Put these lines into a Markdown table with the columns Row and Text, numbering each row and skipping blank lines. Leave the pictures out.

→ Given data:
◇ ◇ ◇ ◇ ◇

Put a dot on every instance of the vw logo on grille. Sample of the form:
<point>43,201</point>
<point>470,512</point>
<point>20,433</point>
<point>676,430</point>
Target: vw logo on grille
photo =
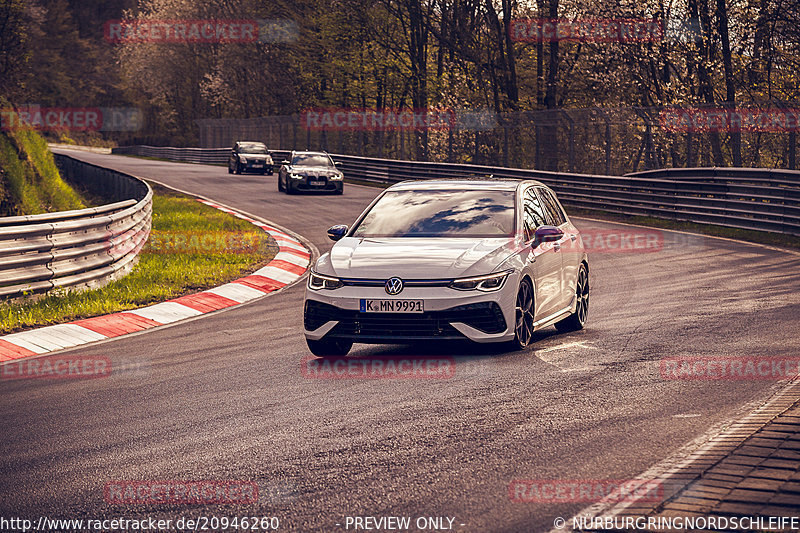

◇ ◇ ◇ ◇ ◇

→ Worked solution:
| Row | Text |
|---|---|
| 1 | Put a dot on every instance of the vw logo on grille. Sample of the form: |
| 2 | <point>43,201</point> |
| 3 | <point>470,512</point> |
| 4 | <point>20,433</point> |
| 5 | <point>676,430</point> |
| 6 | Target: vw logo on grille |
| 7 | photo = |